■ Your task: Copy out the final stretch of the listing: the line that contains "Teacher note: have the class pick out the white" and all lines after it, exactly as they appear.

□ □ □

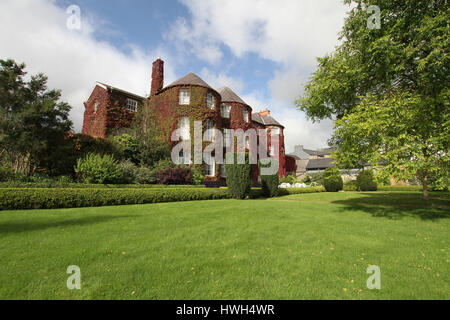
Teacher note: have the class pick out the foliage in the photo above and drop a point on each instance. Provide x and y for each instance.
(350, 185)
(145, 175)
(33, 123)
(239, 177)
(6, 172)
(35, 198)
(332, 180)
(291, 179)
(366, 181)
(127, 147)
(270, 183)
(98, 169)
(128, 171)
(197, 177)
(178, 175)
(150, 132)
(290, 191)
(389, 90)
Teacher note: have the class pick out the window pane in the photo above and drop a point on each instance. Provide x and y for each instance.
(210, 100)
(184, 96)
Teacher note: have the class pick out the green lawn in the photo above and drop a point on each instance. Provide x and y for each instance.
(307, 246)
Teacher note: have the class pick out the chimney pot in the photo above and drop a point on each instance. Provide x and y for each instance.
(157, 77)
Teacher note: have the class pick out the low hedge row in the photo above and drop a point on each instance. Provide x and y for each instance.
(53, 198)
(400, 188)
(289, 191)
(35, 198)
(51, 185)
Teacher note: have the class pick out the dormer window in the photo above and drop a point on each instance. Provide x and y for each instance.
(185, 96)
(225, 111)
(245, 115)
(131, 105)
(275, 131)
(210, 100)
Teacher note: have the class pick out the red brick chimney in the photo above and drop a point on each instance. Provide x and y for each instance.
(264, 113)
(157, 76)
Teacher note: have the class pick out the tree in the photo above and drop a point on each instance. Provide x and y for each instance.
(33, 123)
(388, 89)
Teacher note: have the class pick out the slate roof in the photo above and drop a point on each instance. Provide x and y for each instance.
(267, 120)
(228, 95)
(190, 79)
(320, 163)
(320, 152)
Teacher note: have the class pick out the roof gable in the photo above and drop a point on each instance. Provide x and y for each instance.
(228, 95)
(190, 79)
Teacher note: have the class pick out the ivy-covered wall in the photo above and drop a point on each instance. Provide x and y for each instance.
(111, 113)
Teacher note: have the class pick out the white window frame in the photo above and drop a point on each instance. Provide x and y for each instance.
(211, 169)
(184, 96)
(225, 111)
(245, 115)
(271, 151)
(185, 128)
(210, 135)
(275, 131)
(132, 105)
(226, 138)
(210, 101)
(223, 171)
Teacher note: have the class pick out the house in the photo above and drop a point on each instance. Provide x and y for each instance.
(177, 106)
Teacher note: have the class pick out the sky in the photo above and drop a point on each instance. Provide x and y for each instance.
(264, 50)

□ □ □

■ Final answer:
Teacher note: have the class pick out the white window frame in the photo above and drop a point on each instance. Provide x and y for each instance.
(211, 169)
(184, 96)
(225, 111)
(245, 115)
(271, 151)
(185, 128)
(210, 135)
(275, 131)
(132, 105)
(226, 138)
(210, 101)
(223, 171)
Teacher note: have the class pick out the house in the photo above and drop a point on each instance. Provide x and y for each instance.
(177, 106)
Teacher note: have the class pick out the sky in the photo above and drop a point on each instance. Provide x and y for each instance.
(264, 50)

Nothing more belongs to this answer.